_Work to do_.
Copy all the material below, exactly as it stands.

_Data supplied_.
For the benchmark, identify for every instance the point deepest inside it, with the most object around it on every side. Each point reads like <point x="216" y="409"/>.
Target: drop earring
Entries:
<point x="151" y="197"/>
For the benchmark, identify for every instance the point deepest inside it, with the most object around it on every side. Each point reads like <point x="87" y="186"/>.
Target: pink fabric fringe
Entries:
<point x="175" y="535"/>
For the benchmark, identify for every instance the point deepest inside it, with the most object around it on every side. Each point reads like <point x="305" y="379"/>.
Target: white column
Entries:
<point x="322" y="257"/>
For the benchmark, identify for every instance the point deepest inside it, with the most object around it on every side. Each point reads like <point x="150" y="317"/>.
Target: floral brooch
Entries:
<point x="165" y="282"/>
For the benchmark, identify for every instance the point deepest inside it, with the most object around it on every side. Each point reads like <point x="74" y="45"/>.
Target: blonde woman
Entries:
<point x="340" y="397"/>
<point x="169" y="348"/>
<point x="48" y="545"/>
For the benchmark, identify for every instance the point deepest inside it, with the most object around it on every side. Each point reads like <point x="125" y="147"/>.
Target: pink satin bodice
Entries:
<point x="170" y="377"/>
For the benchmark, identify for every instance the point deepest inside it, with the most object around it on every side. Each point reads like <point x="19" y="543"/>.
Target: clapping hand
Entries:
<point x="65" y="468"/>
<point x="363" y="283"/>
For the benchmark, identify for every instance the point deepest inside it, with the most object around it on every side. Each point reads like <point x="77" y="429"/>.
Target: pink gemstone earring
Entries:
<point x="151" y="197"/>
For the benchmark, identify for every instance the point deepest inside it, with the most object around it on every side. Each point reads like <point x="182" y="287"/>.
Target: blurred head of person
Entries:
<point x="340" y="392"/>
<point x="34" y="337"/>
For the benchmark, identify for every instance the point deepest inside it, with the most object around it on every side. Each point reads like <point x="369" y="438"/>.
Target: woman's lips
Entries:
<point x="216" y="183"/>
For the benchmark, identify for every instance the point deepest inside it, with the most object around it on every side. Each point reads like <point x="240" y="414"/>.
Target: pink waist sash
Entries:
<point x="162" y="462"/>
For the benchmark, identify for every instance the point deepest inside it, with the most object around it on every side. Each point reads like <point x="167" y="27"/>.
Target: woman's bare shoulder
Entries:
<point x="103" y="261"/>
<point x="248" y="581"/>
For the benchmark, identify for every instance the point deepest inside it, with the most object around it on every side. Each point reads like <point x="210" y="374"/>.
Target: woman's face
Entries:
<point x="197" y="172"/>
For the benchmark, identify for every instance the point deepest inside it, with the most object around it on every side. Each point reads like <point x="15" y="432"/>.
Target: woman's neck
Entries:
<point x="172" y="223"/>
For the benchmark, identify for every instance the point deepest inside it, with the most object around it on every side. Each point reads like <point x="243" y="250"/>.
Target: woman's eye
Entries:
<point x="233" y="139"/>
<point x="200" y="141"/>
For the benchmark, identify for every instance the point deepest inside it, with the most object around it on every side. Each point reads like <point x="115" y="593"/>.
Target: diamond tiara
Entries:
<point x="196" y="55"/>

_Exercise solution_.
For the benchmark, identify for every instance the point deepest inside it, with the most object around it on every side. Each point reads like <point x="216" y="409"/>.
Target: drop earring
Entries:
<point x="151" y="197"/>
For the benchmark, identify for every instance the point deepest inside it, with the most object around it on every side. Each point reads like <point x="87" y="186"/>.
Target: pink fabric fringe
Entries:
<point x="175" y="535"/>
For the benchmark, identify for every instance the point deepest inside it, with the most object around it on every side. Each point reads like <point x="305" y="379"/>.
Target: white column
Entries:
<point x="322" y="257"/>
For the benchmark, identify for every instance the point deepest inside it, with the most object around it on every side. Each point reads like <point x="150" y="317"/>.
Target: floral brooch
Entries:
<point x="165" y="282"/>
For the benchmark, identify for every instance the point deepest inside it, with the most object around it on every side. Each point reads like <point x="74" y="45"/>.
Target: blonde woman
Entries:
<point x="340" y="397"/>
<point x="169" y="348"/>
<point x="48" y="545"/>
For the benchmark, identify for every instance the point deepest inside it, with the most object around it on every side. Each point reads like <point x="125" y="147"/>.
Target: pink satin bodice
Entries:
<point x="170" y="377"/>
For the benchmark, identify for every instance the point deepest inside it, with the most object around it on every side. Each point reads like <point x="19" y="543"/>.
Target: clapping hand
Entries:
<point x="65" y="468"/>
<point x="363" y="283"/>
For the benchmark, identify for every instance the point deepest inside it, with the most object around it on every side. Each point reads like <point x="77" y="429"/>.
Target: pink gemstone earring
Entries:
<point x="151" y="197"/>
For the benchmark, identify for every instance the point deepest inside it, with the most object around it on every side. Each point reads like <point x="182" y="287"/>.
Target: blurred head of person
Entries:
<point x="340" y="392"/>
<point x="34" y="337"/>
For the benchmark, identify for every instance the point deepest inside it, with the most object around it on every side. Each point reads like <point x="369" y="438"/>.
Target: woman's lips
Entries:
<point x="216" y="183"/>
For the benchmark, identify for every instance the point deepest inside it, with the most object around it on every side. Each point reads like <point x="240" y="414"/>.
Target: pink waist sash
Entries:
<point x="162" y="462"/>
For the benchmark, identify for every instance the point deepest inside it, with the most object around it on every side. Each point reads like <point x="167" y="27"/>.
Target: woman's bare shoulder
Entries:
<point x="103" y="261"/>
<point x="248" y="581"/>
For the benchmark, identify for every instance the point deepest inside it, with the most object around it on every side. Each point reads like <point x="210" y="374"/>.
Target: woman's face
Entries:
<point x="197" y="172"/>
For the benchmark, identify for every instance the point deepest inside it, with the most object around it on every side. Each point reads like <point x="15" y="432"/>.
Target: woman's neck
Entries:
<point x="172" y="223"/>
For the benchmark, identify for every instance the point deepest inside it, with the most object around it on every side. Each point reads like <point x="243" y="250"/>.
Target: woman's eye
Entries:
<point x="233" y="139"/>
<point x="200" y="141"/>
For the benchmark, identify for every instance the point deepest inside it, with the most object around it on every side. Each point reads like <point x="115" y="593"/>.
Target: diamond tiara
Entries:
<point x="196" y="55"/>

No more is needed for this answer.